» STATED TASK
In every one of the rows below, substitute "image" for each occurrence of "photograph" and leave all other text unchanged. Omit the pictures from your answer.

» DATA ROWS
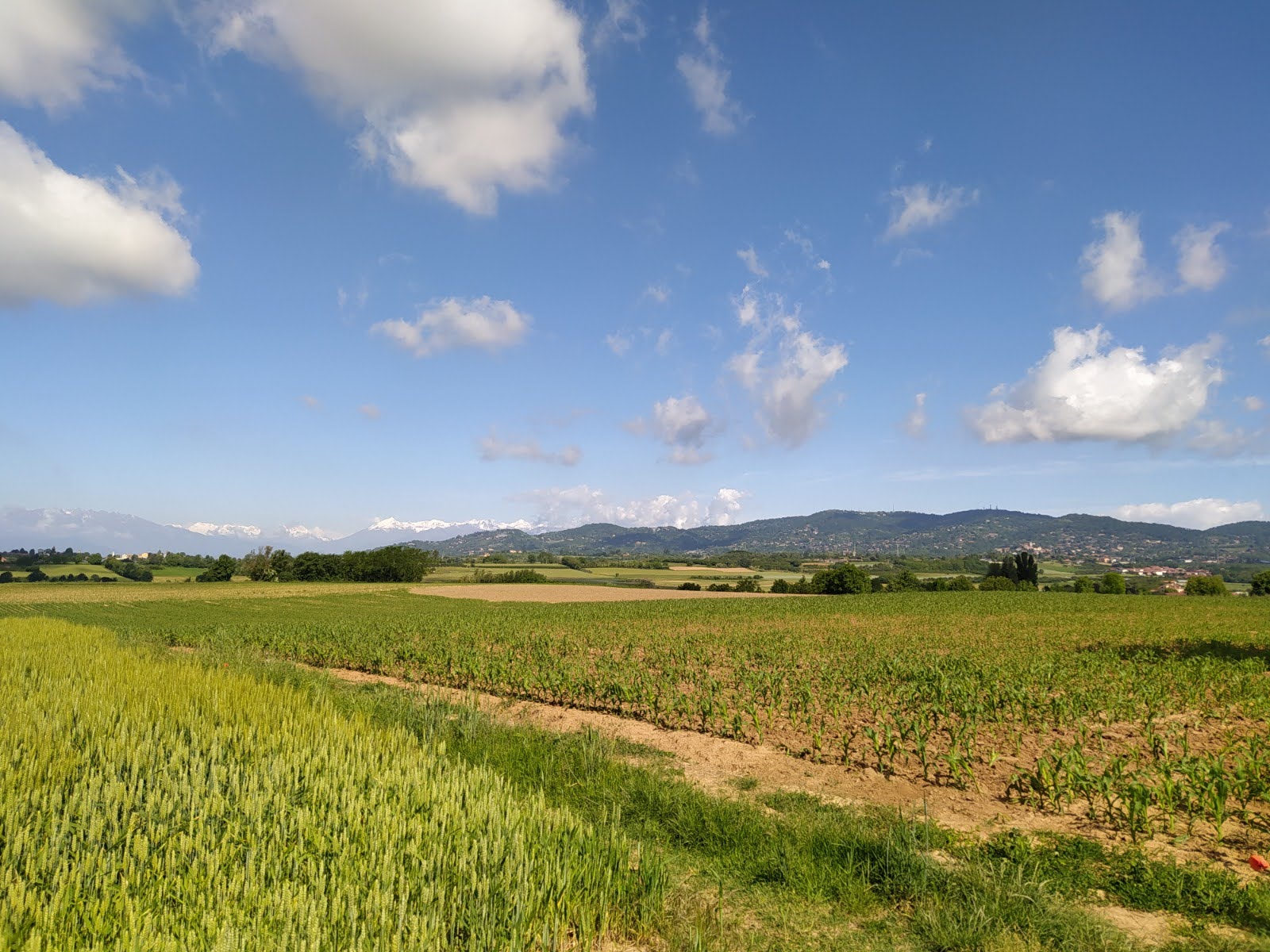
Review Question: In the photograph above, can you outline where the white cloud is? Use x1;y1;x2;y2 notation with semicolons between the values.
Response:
677;10;749;136
0;0;155;109
972;326;1222;443
605;334;633;357
371;297;531;357
480;429;582;466
904;393;926;440
513;484;749;529
591;0;648;47
1081;212;1164;311
881;184;979;241
203;0;592;214
728;297;847;448
650;393;715;462
0;122;198;305
737;245;767;278
1186;420;1268;455
1173;221;1230;290
1111;499;1266;538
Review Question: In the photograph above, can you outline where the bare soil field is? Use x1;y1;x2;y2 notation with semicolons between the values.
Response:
410;584;767;605
318;665;1256;883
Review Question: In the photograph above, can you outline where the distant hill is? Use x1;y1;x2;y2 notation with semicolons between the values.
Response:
419;509;1270;561
10;509;1270;562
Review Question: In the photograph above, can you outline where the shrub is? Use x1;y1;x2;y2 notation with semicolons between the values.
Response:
1186;575;1230;595
979;575;1018;592
1099;573;1126;595
811;562;872;595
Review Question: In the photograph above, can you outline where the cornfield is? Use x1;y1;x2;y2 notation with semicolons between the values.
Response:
0;618;665;952
0;588;1270;840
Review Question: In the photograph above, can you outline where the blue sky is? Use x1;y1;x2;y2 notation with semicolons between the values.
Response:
0;0;1270;535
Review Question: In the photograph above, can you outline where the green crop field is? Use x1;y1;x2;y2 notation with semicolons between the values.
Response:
0;620;663;950
0;586;1270;952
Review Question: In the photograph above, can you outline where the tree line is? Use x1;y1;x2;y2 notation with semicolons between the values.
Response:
194;546;441;582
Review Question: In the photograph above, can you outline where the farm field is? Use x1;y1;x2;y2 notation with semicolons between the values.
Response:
0;582;1270;952
0;585;1270;844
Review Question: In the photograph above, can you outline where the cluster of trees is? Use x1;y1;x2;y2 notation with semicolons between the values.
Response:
472;569;550;585
194;546;441;582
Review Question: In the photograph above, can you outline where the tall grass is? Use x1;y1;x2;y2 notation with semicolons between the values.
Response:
0;618;665;952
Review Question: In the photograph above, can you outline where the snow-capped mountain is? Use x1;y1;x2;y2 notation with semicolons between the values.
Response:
0;508;550;556
339;516;548;551
176;522;339;544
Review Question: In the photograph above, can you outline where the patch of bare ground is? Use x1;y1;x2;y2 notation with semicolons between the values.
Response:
410;584;787;605
1090;906;1186;946
312;665;1256;878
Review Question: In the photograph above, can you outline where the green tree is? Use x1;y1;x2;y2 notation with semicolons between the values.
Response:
887;569;922;592
1186;575;1230;595
194;556;237;582
979;575;1018;592
239;546;277;582
811;562;872;595
1099;573;1126;595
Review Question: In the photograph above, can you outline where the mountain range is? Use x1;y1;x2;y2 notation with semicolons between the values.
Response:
0;508;538;556
428;509;1270;561
0;509;1270;561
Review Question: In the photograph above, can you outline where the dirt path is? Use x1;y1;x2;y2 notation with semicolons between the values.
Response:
410;584;772;603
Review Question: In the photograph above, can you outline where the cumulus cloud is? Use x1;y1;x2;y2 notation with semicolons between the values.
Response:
737;245;767;278
728;294;847;448
0;122;198;306
904;393;926;440
1186;420;1268;455
1111;499;1266;529
371;297;531;357
677;10;749;136
0;0;155;109
881;184;979;241
1173;221;1230;290
626;393;718;465
972;326;1222;443
202;0;592;214
480;429;582;466
513;484;749;529
1081;212;1164;311
591;0;648;47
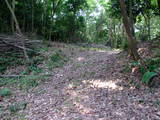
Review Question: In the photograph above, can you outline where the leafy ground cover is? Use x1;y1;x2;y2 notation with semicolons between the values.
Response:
0;43;160;120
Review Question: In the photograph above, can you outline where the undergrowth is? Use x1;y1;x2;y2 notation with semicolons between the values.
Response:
0;48;68;91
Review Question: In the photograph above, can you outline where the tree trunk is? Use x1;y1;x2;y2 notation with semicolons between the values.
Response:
119;0;140;60
11;0;15;33
129;0;135;37
32;0;34;33
5;0;29;60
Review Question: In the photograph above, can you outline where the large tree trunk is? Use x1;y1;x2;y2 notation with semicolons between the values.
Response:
119;0;140;60
5;0;29;60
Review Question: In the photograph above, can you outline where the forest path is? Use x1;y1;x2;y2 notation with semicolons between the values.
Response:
24;43;160;120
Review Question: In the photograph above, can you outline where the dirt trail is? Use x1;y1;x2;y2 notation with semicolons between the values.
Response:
20;44;160;120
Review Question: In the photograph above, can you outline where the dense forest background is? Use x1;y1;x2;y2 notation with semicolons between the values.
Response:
0;0;160;120
0;0;160;44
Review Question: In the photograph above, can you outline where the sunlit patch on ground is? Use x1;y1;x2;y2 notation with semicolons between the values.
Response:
83;80;123;90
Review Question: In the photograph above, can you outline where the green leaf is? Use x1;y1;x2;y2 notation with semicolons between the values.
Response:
142;72;157;84
0;88;11;97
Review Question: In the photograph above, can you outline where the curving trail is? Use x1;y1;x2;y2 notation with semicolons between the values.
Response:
23;44;160;120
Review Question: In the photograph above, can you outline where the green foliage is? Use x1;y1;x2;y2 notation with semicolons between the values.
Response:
142;72;157;85
8;102;27;113
0;88;11;97
47;52;68;70
0;52;24;73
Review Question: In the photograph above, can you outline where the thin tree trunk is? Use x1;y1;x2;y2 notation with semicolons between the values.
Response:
119;0;140;60
32;0;34;33
5;0;29;60
11;0;15;33
129;0;135;37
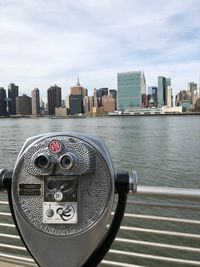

» RESPONSE TO THIS TASK
Review Question: In the image above, can you outline where the white cloud is? Use x1;y1;x2;y2 notation with semicolons between the values.
Response:
677;10;749;136
0;0;155;109
972;326;1222;443
605;334;633;357
371;297;531;357
480;429;582;466
904;393;926;440
513;484;749;529
591;0;648;47
1081;212;1164;311
881;184;979;241
203;0;592;214
728;297;847;448
650;393;715;462
0;122;198;305
737;245;767;278
1186;420;1268;455
1173;221;1230;290
1111;499;1266;538
Review Question: In the image above, can you outline where the bare soil field is? Use x1;y1;x2;y2 notation with semicolons between the values.
Response:
410;584;767;605
318;665;1256;883
Review Question: In the image above, can you outline where the distant hill is? Use x1;y1;x2;y2 notation with semicolons between the values.
Response:
419;509;1270;561
10;509;1270;562
Review Question: In the image above, can you outline where the shrub is? Use x1;y1;x2;y2 notation with semicolons between the values.
Response:
1186;575;1230;595
979;575;1018;592
1099;573;1126;595
811;562;872;595
Review Question: In the image above, can you outline where the cornfield is? Use x1;y1;x2;y2 notation with semicolons between the values.
Response:
0;618;665;952
0;588;1270;840
Review Question: In the image above, can you outline where the blue sky is? Use x1;y1;x2;y2 notation with semicolons between the values.
Response:
0;0;1270;535
Review Question: In the image above, can you outline where the green crop field is? Use x1;y1;x2;y2 notation with semicolons between the values.
Response:
0;620;663;950
0;586;1270;952
Review Question: In the image above, can you outline where the tree line is? Use x1;y1;x2;y2 notation with semicolons between the values.
Response:
194;546;441;582
Review Question: In the image above, can you outline where the farm field is? Use x1;y1;x2;y2 notation with semicolons between the values.
Response:
0;582;1270;952
0;585;1270;844
Review Question: In the image above, can you outline where the cluster of trees is? Use x1;y1;x2;y2 notation with semicolons between the values.
Response:
472;569;550;585
194;546;441;582
Review Question: In the image above, can you outline where the tall grass is? Use x1;y1;x2;y2 notation with semicolons between the values.
Response:
0;618;665;952
Review Question: In the image above, can you outline where the snow-capped mountain is? Use x1;y1;x2;y2 notation with semicolons between the values.
Response:
0;508;550;556
339;516;548;551
176;522;339;544
Review Question: In the image above, can you outline where the patch of bare ground is? Use x1;y1;x2;y2 notation with semicolons between the values.
Response:
410;584;787;605
1090;906;1186;946
312;665;1256;878
Review Question: In the image above, can you outline where the green tree is? Use x1;y1;x2;y2 notation with semicolons between the values.
Response:
887;569;922;592
1186;575;1230;595
194;556;237;582
979;575;1018;592
239;546;277;582
811;562;872;595
1099;573;1126;595
Review Question: In the image above, can you outline where the mountain range is? Use x1;y1;x2;y2 notation with semicolons between the values.
Response:
0;508;538;556
428;509;1270;561
0;509;1270;561
Review Question: In the image above, can you outline where the dirt path is? Use x1;y1;x2;y2 notation with semicolons between the values.
Response:
410;584;772;603
Review Question: In the image above, can you outline where the cumulus cloud is? Use x1;y1;x2;y2 notation with semicolons between the values.
Response:
737;245;767;278
728;294;847;448
0;122;198;306
904;393;926;440
1186;420;1268;455
1111;499;1266;529
371;297;531;357
677;10;749;136
0;0;155;109
881;184;979;241
1173;221;1230;290
626;393;718;465
972;326;1222;443
202;0;592;214
480;429;582;466
513;484;749;529
1081;212;1164;311
591;0;648;47
Review Question: In the image above, can you outline where the leafy ground cover is? Use x1;y1;x2;y2 notation with semicolons between the values.
Response:
0;43;160;120
Review Question: In the image above, can you outline where the undergrowth is? Use x1;y1;x2;y2 notation with semicolons between the values.
Response:
0;48;68;91
Review Question: In the image above, can you outline where the tree trunk is? Use x1;y1;x2;y2 notation with semicolons between the values.
Response:
119;0;140;60
11;0;15;33
129;0;135;37
32;0;34;33
5;0;29;60
Review Question: In the image above, can you outline where the large tree trunk is? Use x1;y1;x2;y2 notation with semicolons between the values.
Response:
119;0;140;60
5;0;29;60
Review Question: In the image above, can you outline where the forest path is? Use x1;y1;x2;y2 notation with semicolons between the values.
Response:
24;43;160;120
Review Question: In the image above, can you outline where the dirt trail is? Use x1;y1;x2;y2 notation with semicolons between the values.
Response:
20;44;160;120
Review Question: In the image above, can you outline where the dense forest background is? Use x1;y1;x2;y2 notation with semicolons between the values.
Response:
0;0;160;120
0;0;160;44
Review Question: In the image above, can you outline where the sunlit patch on ground is? Use x1;y1;x2;y2 notation with semicolons between the values.
Response:
83;80;123;90
Review Question: In the image above, can you outline where the green leaf is? Use x1;y1;x2;y2 notation with semicolons between the values.
Response:
142;72;157;84
0;88;11;97
Review Question: In the image above, can you outline where the curving trail is? Use x1;y1;x2;y2 notation with semicolons between the values.
Response:
23;44;160;120
Review Question: In the image above, can you outline where the green foliage is? Use x1;y1;x2;y2 notation with semicolons between the values.
Response:
142;72;157;85
8;102;27;113
0;88;11;97
47;52;68;70
0;52;24;73
Review Question: In the image above, can you outline where the thin tree trunk is? Use x1;y1;x2;y2 notation with semicolons between the values.
Response:
119;0;140;60
32;0;34;33
5;0;29;60
11;0;15;33
129;0;135;37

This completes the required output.